Reproduce every line of the rows below, requests included, scaling the bounding-box coordinates in each answer by 0.45 and rounding to whole numbers, with halves rounded up. Leave every other number unchanged, including those in the requests and their format samples.
┄┄┄┄┄┄┄┄┄┄┄┄┄┄┄┄┄┄┄┄
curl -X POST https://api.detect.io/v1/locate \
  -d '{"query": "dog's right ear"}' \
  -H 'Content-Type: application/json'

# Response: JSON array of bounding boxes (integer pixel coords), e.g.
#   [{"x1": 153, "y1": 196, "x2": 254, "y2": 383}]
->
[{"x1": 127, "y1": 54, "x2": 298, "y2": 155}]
┄┄┄┄┄┄┄┄┄┄┄┄┄┄┄┄┄┄┄┄
_Answer_
curl -X POST https://api.detect.io/v1/locate \
  -d '{"query": "dog's right ear"}' \
  -H 'Content-Type: application/json'

# Response: JSON array of bounding boxes (integer pixel coords), e.g.
#   [{"x1": 153, "y1": 196, "x2": 254, "y2": 383}]
->
[{"x1": 57, "y1": 24, "x2": 134, "y2": 70}]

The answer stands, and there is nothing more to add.